- [Source records]
╭──

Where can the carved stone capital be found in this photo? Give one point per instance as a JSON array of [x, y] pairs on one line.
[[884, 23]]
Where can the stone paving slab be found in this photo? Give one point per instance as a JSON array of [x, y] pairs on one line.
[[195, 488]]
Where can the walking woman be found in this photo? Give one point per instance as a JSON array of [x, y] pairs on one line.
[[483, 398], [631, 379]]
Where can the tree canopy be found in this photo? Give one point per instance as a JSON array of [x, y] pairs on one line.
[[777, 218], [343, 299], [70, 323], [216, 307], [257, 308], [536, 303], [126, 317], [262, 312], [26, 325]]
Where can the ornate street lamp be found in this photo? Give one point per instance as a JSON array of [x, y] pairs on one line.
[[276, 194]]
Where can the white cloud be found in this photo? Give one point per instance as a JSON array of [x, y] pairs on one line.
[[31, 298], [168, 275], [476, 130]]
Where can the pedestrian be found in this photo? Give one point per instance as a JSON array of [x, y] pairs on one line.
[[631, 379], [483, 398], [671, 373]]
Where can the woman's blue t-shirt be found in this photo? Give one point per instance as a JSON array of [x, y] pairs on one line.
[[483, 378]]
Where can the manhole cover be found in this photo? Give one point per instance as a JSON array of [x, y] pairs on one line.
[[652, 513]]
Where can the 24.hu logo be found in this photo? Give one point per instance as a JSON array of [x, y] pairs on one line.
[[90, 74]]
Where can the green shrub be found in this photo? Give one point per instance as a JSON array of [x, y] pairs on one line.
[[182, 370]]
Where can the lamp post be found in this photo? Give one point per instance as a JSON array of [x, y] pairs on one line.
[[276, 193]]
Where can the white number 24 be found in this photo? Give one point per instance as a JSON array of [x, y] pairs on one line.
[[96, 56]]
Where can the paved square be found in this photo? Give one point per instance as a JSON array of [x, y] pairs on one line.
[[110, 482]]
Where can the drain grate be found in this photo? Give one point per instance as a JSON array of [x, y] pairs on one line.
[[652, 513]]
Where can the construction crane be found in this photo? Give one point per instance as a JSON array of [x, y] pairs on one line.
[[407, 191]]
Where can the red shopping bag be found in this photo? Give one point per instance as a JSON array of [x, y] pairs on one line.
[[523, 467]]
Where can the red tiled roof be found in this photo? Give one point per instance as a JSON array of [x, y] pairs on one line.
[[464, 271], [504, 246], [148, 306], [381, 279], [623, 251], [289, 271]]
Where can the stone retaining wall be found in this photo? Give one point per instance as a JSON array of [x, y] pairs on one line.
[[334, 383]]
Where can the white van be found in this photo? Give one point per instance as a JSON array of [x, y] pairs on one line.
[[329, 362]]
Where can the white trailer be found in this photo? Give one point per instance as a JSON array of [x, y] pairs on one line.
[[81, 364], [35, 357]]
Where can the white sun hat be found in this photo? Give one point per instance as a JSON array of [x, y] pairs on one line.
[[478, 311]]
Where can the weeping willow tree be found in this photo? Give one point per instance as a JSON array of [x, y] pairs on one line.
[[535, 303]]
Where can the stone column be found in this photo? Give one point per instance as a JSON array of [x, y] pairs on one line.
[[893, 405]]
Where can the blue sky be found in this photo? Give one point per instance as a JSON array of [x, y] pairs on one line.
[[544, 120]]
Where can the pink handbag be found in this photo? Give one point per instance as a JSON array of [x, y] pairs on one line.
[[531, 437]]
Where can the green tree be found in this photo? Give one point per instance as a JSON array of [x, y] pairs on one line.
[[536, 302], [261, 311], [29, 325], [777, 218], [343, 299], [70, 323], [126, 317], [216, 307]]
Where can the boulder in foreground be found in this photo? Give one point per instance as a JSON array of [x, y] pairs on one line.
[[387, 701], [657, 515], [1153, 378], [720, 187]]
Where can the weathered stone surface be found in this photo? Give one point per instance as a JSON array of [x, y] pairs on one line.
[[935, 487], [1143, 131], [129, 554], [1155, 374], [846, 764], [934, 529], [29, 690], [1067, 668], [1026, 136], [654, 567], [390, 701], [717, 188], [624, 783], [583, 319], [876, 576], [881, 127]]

╰──

- [Your objective] Reproduce the entries above exactly.

- [Exercise solution]
Where can the carved stone capital be found in this photo? Give one point per instance as a JSON array of [x, y] pairs on one line.
[[884, 23]]
Where can the stone paving slab be found in this photo? Give one point per instance as a JSON array of [x, y] pairs on one line.
[[195, 488]]
Where can the walking woman be found in this photo? Give one point per instance as a JSON array of [x, y] pairs on one line.
[[483, 398], [631, 379]]
Where can the tree canopy be found in this photo? Give one point per instance as a JSON array of [x, y] pairs on one line.
[[777, 218], [343, 299], [70, 323], [216, 307], [257, 308], [536, 303], [126, 317], [262, 312], [26, 325]]
Where can the ornate street lamp be found in this photo? Give one point per instance as a JSON array of [x, y] pairs on one line.
[[276, 194]]
Where can the white cloud be found in this photo? Give one point per instance as a JSON array of [x, y] pairs on one line.
[[31, 298], [168, 275], [476, 130]]
Where can the pedestrian be found in this photo? Give one point per instance as a JSON array of [x, y] pairs on one line.
[[631, 379], [483, 398], [671, 373]]
Where can the woman's blue t-shirt be found in this photo? Give one point per instance as a JSON array of [x, y] pairs on one line.
[[483, 378]]
Where can the manhole cover be found in this photo? Give one point per instance as a JSON array of [x, y] pairs on one line.
[[652, 513]]
Where can the 24.hu logo be found in this photo? Give one point per instance as a JSON array of [x, y] pairs on one line.
[[90, 74]]
Where can the green shrub be found in this photo? Give one point per instance as a JSON array of [x, y] pairs on one line.
[[182, 370]]
Where can the lamp post be found in this photo? Give one point per instance as a JSON array of [x, y] pairs on one line.
[[276, 193]]
Where can the white number 24 be found in this photo? Give one point per instance as a JSON array of [x, y] pairs on one line.
[[96, 56]]
Where can the paved square be found in this photo? Give one point per instance as a JSON array of [x, y] pairs on one line.
[[110, 482]]
Where can the drain grate be found in this photo? Give one point per instance as a JSON array of [x, y] pairs on one line.
[[652, 513]]
Where can the construction crane be found in this photo? Give one point per instance as a JSON array of [x, y] pairs on one line.
[[407, 191]]
Where can the red shopping bag be found in this photo? Give one point per instance as a JSON array of [x, y] pairs on one line.
[[523, 467]]
Where can the red tiled roof be found in this photo? Give one point per instance as a JSON array of [x, y] pairs on one line.
[[464, 271], [504, 246], [148, 306], [381, 279], [623, 251], [289, 271]]
Where can the stone retaining wall be found in this photo? Give one point per instance as a JSON array of [x, y] pairs on one line.
[[334, 383]]
Where can the white van be found in this photo? Give one point per instance as a JSON array of [x, y] pairs on one line.
[[329, 362]]
Where can the white trailer be found in this photo? Give one point per instance as a JSON array of [x, y] pairs on one line.
[[81, 364], [35, 357]]
Where can the white sun hat be found in this photo? Give one point per instance as a JSON array of [x, y] pairs on one line.
[[478, 311]]
Where can the weeping willow tree be found in this photo? Give one point per instance as a JSON array of [x, y] pairs on one line.
[[535, 303]]
Where can the stone column be found in this photo? Give one point per instance as a JSON array of [x, y] pairs on one line.
[[893, 405]]
Where can the blue sky be found in this photo? Give one point per instance as a JSON array of [x, y] pairs on one line.
[[544, 120]]
Where can the pink handbag be found in this photo? Give one point per instance as a JSON array of [x, y] pairs on one line.
[[531, 437]]
Where can the green tree be found in this photo? Give one point per instance as a JSON array of [x, y] pairs on one line.
[[536, 302], [261, 311], [29, 325], [777, 218], [343, 299], [70, 323], [126, 317], [216, 307]]
Where can the boulder in foreground be found in this photo? Give one point per instance as a JSON array of [x, y] pairs on one line.
[[387, 701], [657, 515], [1153, 378], [720, 187]]
Where can the weathered stone surface be found in this photo? Give one point per instance as a JSON array of [x, y] pairs on one line.
[[935, 487], [1143, 131], [129, 554], [1155, 374], [846, 764], [934, 529], [29, 690], [1067, 668], [1026, 136], [654, 567], [390, 701], [717, 188], [624, 783], [583, 319], [876, 576], [881, 127]]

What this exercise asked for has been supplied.